__Exercise instructions__.
1. Answer these questions from the post about talking to the police:
(a) According to the former prosecutor, what are police chats instead of friendly catch-ups?
(b) Which law professor do commenters invoke?
(c) What personal story does the TLDR say raised the drama?
2. From the TLDR of the post about talking to the police, list every way commenters characterized the former prosecutor's warning.
3. Translate this sentence from the post about talking to the police into Spanish: "But not everyone was buying the absolutist message."

** START OF Given text **

Never talk to the police

Lawyer ad says stay silent, but the comments turn it into a full-blown trust-no-one showdown

TLDR: A former prosecutor’s warning says talking to police without a lawyer can hurt you even if you did nothing wrong. Commenters split between calling it brutally correct, overly simplistic, and suspiciously ad-like, with one personal story about racial profiling cranking the drama way up.

This post came in screaming "never talk to the police", and honestly, the community did not exactly respond with calm indoor voices. The article itself is blunt: a former prosecutor says police chats are not friendly catch-ups, they are fishing trips, and innocent people can still get themselves in trouble by trying to explain. It’s a hard-line warning dressed up as legal advice and, as one commenter instantly pointed out, also very much an ad for a defense attorney. That little detail set the tone fast: is this life-saving advice, fear marketing, or both?

The comments are where the real fireworks start. One side basically says, yes, this is grim but true, with people invoking law professor James Duane and his famous "you have the right to remain innocent" line like it’s sacred scripture. Another commenter plugs Duane’s book and jokes it’s great if you want to "feel very sad," which is about as darkly funny as internet legal discourse gets. But not everyone was buying the absolutist message. Critics argued real life is messier than a slogan, asking whether repeating "don’t talk to the police" over and over actually helps regular people.

** END OF Given text **
** START OF Extracted material **

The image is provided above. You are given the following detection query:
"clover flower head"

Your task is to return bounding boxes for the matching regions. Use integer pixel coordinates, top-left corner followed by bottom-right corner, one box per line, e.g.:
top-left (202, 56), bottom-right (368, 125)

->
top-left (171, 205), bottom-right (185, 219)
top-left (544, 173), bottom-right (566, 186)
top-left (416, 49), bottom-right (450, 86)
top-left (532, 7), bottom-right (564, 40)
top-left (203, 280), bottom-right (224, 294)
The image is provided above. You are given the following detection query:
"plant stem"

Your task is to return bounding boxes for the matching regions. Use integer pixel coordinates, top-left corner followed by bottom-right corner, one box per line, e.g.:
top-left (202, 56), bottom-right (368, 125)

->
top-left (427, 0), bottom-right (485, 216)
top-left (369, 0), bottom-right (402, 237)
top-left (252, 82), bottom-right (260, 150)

** END OF Extracted material **

__Task-by-task solutions__.
1.
(a) Fishing trips.
(b) James Duane.
(c) A story about racial profiling.

2.
- Brutally correct
- Overly simplistic
- Suspiciously ad-like

3. Pero no todos se creían el mensaje absolutista.